Para Thiago de Mello
Em Recife e Manaus — metrópoles do Norte e Nordeste — o quintal das casas está sendo substituído por um piso de cimento ou lajotas. Em Boa Viagem, bairro recifense, uma muralha de edifícios projeta uma extensa área de sombra na praia, de modo que os banhistas têm que se contentar com estreitas línguas de sol. No país tropical, luz e sombra projetam-se em lugares trocados.
Ainda mais grave é o caso de Manaus, onde o apagamento da memória urbana parece irreversível. Na década de 1970, um coronel do Exército, nomeado prefeito, mandou derrubar mangueiras centenárias que sombreavam ruas e calçadas. Como se isso não bastasse, esse prefeito, talvez possuído pelo espírito demolidor do barão Haussmann, destruiu praças da cidade para abrir avenidas.
O mais irônico, tristemente irônico, é que a imensa maioria dos prefeitos e vereadores da era democrática não pensa na relação da natureza com a cidade. Hoje, em certas horas do dia, é quase impossível caminhar em Manaus. Não há árvores, e as calçadas são estreitas e esburacadas. Até mesmo os feios oitizeiros, que Mario de Andrade detestava, têm seus dias contados.

> ITENS EXTRAÍDOS:

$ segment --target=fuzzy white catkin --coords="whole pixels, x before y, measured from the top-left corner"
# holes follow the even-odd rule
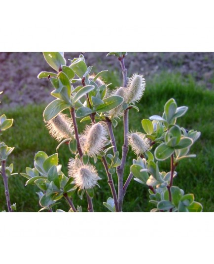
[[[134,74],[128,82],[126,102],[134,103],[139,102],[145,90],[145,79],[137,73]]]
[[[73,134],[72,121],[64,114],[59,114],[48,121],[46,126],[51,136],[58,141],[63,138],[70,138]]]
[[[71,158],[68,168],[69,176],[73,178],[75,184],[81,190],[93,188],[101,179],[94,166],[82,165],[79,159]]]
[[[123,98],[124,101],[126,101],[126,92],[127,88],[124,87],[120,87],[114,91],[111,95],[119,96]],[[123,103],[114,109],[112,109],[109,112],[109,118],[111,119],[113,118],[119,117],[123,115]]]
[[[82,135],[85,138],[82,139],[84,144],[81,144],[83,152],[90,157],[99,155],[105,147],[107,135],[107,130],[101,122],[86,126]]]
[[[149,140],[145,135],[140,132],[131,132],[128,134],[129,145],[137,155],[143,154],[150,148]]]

* * *

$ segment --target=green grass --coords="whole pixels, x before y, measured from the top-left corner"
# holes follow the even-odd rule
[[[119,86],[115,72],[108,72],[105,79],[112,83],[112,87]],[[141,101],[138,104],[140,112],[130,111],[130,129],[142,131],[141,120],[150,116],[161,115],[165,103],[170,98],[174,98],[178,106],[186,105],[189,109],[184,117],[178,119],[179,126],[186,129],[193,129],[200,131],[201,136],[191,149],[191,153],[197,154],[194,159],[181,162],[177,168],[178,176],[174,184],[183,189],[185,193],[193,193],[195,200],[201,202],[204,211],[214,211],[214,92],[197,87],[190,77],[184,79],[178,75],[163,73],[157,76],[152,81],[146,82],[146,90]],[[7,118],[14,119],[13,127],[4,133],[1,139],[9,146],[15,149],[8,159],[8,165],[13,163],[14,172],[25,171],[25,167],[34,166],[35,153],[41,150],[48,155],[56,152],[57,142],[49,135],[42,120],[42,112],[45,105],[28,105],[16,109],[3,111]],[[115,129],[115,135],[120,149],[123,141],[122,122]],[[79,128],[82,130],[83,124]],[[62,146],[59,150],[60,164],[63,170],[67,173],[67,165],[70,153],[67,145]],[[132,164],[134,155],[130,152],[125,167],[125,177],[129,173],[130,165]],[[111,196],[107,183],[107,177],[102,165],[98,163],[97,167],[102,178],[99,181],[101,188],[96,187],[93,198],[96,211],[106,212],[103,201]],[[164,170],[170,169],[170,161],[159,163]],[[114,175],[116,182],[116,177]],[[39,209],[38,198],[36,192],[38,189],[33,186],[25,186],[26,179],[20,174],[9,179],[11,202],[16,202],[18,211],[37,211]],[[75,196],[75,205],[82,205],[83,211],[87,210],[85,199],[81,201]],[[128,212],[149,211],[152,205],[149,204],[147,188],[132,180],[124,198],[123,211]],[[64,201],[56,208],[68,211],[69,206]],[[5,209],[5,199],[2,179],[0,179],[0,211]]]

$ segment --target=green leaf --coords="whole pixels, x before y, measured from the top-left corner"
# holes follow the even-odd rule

* * *

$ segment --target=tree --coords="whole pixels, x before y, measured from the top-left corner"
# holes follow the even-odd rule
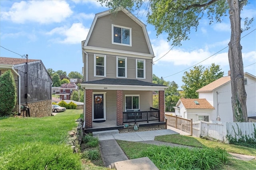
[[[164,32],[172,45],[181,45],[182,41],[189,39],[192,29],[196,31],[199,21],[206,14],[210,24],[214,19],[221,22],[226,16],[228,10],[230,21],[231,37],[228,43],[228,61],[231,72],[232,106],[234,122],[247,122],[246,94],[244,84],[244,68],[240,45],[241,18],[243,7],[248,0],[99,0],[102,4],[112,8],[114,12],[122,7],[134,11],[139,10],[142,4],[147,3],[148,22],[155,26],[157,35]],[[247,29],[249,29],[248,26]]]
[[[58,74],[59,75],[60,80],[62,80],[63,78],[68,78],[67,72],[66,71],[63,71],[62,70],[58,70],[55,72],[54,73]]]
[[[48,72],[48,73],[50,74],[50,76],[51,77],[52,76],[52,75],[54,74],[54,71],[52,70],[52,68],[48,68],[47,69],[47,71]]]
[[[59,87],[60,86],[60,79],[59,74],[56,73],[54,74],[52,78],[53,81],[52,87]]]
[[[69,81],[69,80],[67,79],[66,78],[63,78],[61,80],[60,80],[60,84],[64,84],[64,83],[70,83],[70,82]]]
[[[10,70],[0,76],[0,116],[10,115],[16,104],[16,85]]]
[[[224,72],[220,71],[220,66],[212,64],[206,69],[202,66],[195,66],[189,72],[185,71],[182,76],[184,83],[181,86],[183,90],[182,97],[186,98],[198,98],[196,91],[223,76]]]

> TAREFA A: Transcreva do texto sobre Recife e Manaus o trecho que vai de "O mais irônico, tristemente" até "seus dias contados.".
> TAREFA B: Dê continuidade ao texto sobre Recife e Manaus a partir do ponto em que ele termina.
Os itens não têm nenhuma relação com o texto.

> RESPOSTA ESPERADA A:
O mais irônico, tristemente irônico, é que a imensa maioria dos prefeitos e vereadores da era democrática não pensa na relação da natureza com a cidade. Hoje, em certas horas do dia, é quase impossível caminhar em Manaus. Não há árvores, e as calçadas são estreitas e esburacadas. Até mesmo os feios oitizeiros, que Mario de Andrade detestava, têm seus dias contados.

> RESPOSTA ESPERADA B:
Em 1927, quando o autor de Macunaíma passou por Belém, hospedou-se no Grande Hotel, em cuja varanda chupitou, extasiado, um sorvete de bacuri. Esse imponente edifício neoclássico da capital paraense — uma joia arquitetônica do Brasil — também foi demolido durante o governo militar. Um prédio feio de doer os olhos substituiu o Grande Hotel no coração de Belém, essa bela cidade evocada em poemas de Manuel Bandeira e Max Martins.
Quase toda a arquitetura histórica das nossas cidades foi devastada. O centro de São Luiz, pobre e abandonado, é uma promessa de ruínas. Vários casarões e edifícios de Santos, erguidos durante o fausto da economia cafeeira, foram demolidos. Até a belíssima paisagem em relevo do Rio está sendo barrada por edifícios altíssimos. Na cidade de São Paulo, pouca coisa restou da história urbana. E em vários bairros paulistanos de classe média há inúmeros edifícios e calçadas sem uma única árvore.
O desprezo à natureza e à memória das nossas cidades se acentuou a partir da década de 1960, quando a industrialização e o adensamento urbano adquiriram um ritmo acelerado e caótico. Essa urbanização selvagem destruiu edifícios históricos de quase todas as cidades brasileiras. Penso que isso alterou para sempre nossa relação com a natureza e com a própria história das cidades.
Paradoxalmente, proliferam bairros pobres e favelas com nomes de Jardim, como se essa palavra atenuasse a feiura da paisagem e a vergonhosa arquitetura dos conjuntos de habitação popular.
Poucos monumentos e áreas históricos sobreviveram à voracidade dos construtores de caixotes verticais com fachadas de vidro fumê: uma arquitetura de fisionomia funérea, tão medonha que é melhor olhar para as nuvens, ou fechar os olhos e sonhar com Buenos Aires.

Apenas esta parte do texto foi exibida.